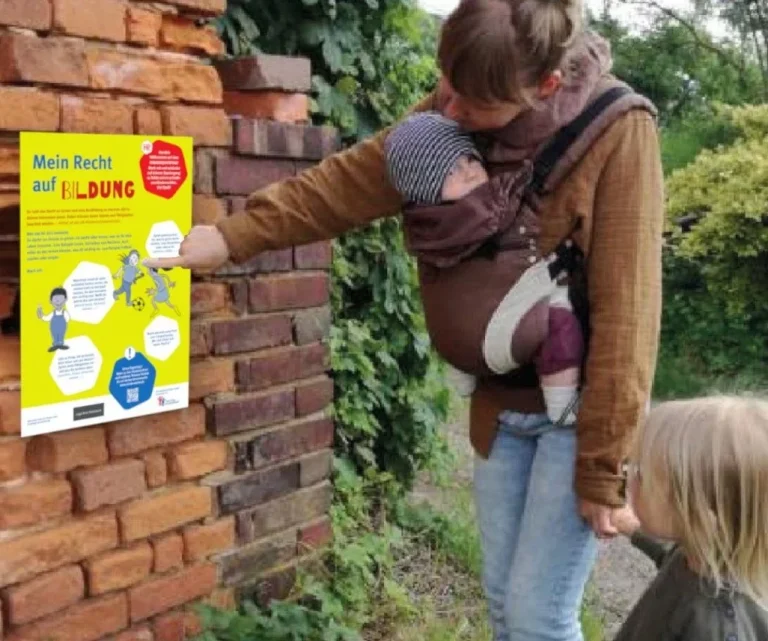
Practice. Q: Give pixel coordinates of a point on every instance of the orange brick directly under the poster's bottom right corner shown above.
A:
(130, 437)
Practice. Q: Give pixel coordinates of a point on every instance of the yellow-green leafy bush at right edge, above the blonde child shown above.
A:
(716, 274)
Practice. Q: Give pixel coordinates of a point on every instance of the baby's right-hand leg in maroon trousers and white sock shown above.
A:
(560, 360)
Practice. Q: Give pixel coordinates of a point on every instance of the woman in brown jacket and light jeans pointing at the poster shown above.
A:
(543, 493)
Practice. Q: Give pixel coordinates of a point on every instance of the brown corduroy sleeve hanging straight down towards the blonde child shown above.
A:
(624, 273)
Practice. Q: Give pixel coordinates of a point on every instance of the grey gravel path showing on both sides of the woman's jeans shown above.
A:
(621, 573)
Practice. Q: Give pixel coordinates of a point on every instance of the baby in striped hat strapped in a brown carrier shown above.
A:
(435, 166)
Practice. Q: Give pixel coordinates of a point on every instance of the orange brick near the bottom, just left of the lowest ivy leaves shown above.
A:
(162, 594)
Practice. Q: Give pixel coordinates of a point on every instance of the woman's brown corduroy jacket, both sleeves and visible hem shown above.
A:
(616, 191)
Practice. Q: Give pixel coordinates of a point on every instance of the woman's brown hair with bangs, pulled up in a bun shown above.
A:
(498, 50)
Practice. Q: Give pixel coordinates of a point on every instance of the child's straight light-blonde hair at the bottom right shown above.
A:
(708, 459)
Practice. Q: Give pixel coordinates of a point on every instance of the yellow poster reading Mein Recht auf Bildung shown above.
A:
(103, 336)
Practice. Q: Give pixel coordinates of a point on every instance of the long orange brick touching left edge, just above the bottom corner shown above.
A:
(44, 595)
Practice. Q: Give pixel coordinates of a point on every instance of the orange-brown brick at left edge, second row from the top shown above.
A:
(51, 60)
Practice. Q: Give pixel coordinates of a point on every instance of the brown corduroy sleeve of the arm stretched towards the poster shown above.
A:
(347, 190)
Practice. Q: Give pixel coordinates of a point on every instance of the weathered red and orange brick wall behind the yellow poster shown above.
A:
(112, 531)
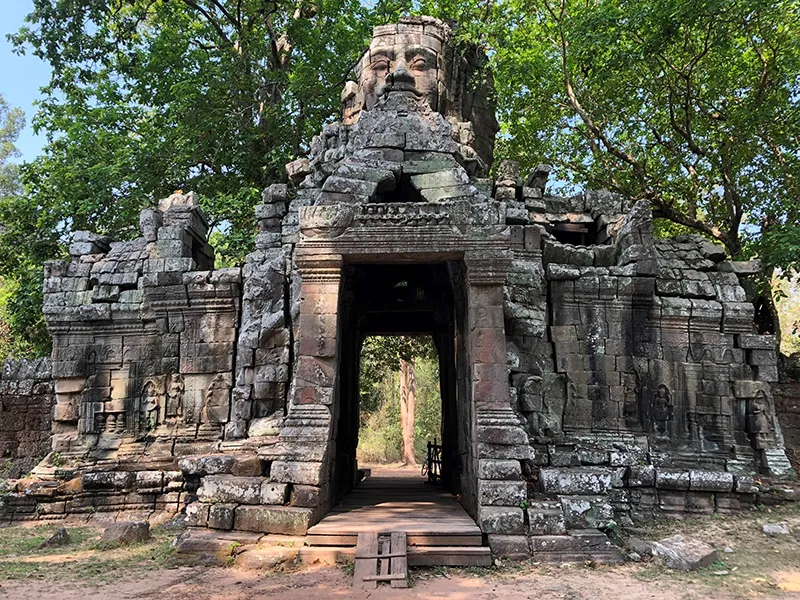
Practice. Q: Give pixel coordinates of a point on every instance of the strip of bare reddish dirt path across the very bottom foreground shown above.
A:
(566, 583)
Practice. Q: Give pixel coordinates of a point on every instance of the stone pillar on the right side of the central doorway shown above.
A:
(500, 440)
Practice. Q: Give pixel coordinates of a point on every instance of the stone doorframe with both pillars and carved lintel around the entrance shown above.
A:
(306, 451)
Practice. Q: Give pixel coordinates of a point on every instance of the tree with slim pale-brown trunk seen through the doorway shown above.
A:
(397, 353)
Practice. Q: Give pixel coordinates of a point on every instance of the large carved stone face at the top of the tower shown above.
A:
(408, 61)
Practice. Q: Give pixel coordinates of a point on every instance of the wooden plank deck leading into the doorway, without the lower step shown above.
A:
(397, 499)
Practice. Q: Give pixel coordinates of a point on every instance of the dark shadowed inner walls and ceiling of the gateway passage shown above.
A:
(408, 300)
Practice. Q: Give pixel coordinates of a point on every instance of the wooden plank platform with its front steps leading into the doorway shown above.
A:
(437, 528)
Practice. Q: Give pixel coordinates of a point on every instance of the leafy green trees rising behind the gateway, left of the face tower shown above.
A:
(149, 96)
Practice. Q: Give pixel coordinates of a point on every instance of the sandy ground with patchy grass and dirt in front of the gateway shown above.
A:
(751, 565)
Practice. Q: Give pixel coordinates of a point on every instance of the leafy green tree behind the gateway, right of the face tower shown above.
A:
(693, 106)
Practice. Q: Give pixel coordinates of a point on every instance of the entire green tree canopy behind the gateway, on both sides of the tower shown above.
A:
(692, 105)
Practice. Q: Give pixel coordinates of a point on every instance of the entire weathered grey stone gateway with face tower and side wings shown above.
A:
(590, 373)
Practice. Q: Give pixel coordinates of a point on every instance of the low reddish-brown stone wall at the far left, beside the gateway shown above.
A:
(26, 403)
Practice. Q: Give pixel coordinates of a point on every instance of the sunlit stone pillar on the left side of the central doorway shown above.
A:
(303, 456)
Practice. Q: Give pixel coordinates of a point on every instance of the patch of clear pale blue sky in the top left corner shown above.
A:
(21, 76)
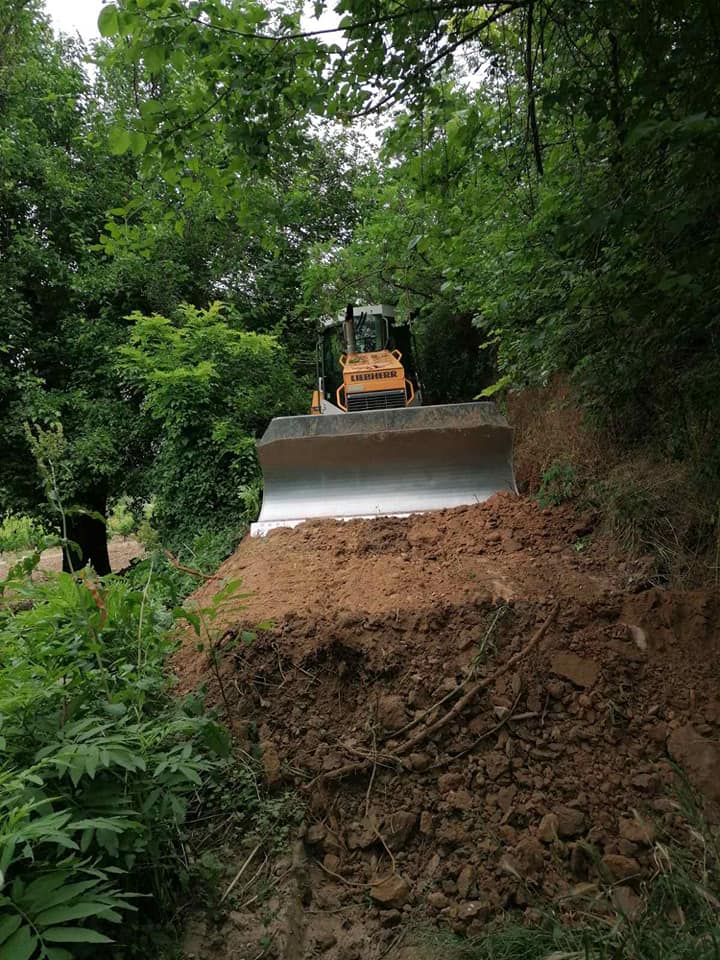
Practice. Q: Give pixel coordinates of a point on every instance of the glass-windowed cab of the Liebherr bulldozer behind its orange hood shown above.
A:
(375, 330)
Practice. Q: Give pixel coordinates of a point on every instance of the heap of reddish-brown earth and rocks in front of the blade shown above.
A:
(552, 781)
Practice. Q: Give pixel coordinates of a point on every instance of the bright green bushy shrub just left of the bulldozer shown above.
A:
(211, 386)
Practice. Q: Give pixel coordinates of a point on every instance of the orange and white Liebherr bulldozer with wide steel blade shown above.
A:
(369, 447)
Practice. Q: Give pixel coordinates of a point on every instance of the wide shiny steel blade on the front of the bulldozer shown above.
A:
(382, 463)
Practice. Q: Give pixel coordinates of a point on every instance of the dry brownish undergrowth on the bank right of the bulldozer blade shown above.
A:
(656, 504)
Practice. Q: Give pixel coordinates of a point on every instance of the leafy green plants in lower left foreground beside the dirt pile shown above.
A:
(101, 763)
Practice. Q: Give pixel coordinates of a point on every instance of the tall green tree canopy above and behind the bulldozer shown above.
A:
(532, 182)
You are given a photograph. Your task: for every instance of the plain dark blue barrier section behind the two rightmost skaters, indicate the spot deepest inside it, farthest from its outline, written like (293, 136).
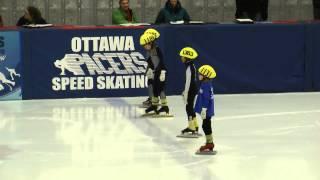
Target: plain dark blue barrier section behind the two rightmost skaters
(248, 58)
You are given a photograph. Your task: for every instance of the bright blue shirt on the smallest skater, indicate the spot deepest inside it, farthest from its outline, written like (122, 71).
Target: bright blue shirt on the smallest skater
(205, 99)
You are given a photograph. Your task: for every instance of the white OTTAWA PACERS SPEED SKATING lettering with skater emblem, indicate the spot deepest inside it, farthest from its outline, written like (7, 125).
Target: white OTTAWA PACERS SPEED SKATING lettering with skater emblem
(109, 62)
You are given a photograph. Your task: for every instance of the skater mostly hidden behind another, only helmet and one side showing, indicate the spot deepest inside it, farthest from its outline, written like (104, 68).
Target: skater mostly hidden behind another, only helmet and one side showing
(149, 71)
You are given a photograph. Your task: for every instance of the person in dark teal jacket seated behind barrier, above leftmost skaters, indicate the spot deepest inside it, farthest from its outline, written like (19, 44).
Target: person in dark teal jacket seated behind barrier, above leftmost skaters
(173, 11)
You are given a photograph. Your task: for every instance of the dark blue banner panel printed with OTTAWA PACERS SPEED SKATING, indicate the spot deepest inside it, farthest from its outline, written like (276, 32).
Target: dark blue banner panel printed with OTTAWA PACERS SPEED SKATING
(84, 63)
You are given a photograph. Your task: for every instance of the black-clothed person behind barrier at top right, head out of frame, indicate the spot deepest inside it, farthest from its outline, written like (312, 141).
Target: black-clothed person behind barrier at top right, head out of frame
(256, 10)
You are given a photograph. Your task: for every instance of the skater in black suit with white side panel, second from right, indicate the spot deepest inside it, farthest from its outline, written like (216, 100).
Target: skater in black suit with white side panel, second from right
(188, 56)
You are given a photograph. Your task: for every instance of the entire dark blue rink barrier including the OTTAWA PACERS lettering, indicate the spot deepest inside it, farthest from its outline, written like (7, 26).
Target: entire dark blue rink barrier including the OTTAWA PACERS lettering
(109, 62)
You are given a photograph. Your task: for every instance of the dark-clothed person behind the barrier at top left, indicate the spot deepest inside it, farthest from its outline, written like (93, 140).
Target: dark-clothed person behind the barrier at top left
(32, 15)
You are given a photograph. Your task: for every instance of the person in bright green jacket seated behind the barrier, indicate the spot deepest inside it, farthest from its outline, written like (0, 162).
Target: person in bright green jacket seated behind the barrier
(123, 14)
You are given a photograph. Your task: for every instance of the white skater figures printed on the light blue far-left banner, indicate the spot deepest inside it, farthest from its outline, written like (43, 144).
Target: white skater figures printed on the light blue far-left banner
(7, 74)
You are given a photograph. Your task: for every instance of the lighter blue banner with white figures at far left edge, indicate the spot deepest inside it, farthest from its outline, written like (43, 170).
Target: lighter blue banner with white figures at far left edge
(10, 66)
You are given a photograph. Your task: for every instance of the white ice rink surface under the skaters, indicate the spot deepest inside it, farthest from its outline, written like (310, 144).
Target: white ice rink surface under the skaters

────────────────────

## Exercise
Every line above with the word "sides" belongs in the answer, copied as written.

## Task result
Practice. Q: Give pixel coordinates of a point on every instance of the grey gravel path showing on both sides of the woman's jeans shown above.
Practice. Q: Give pixel coordinates of a point on every instance of the entire green tree canopy behind the gateway, on both sides of the tower shown above.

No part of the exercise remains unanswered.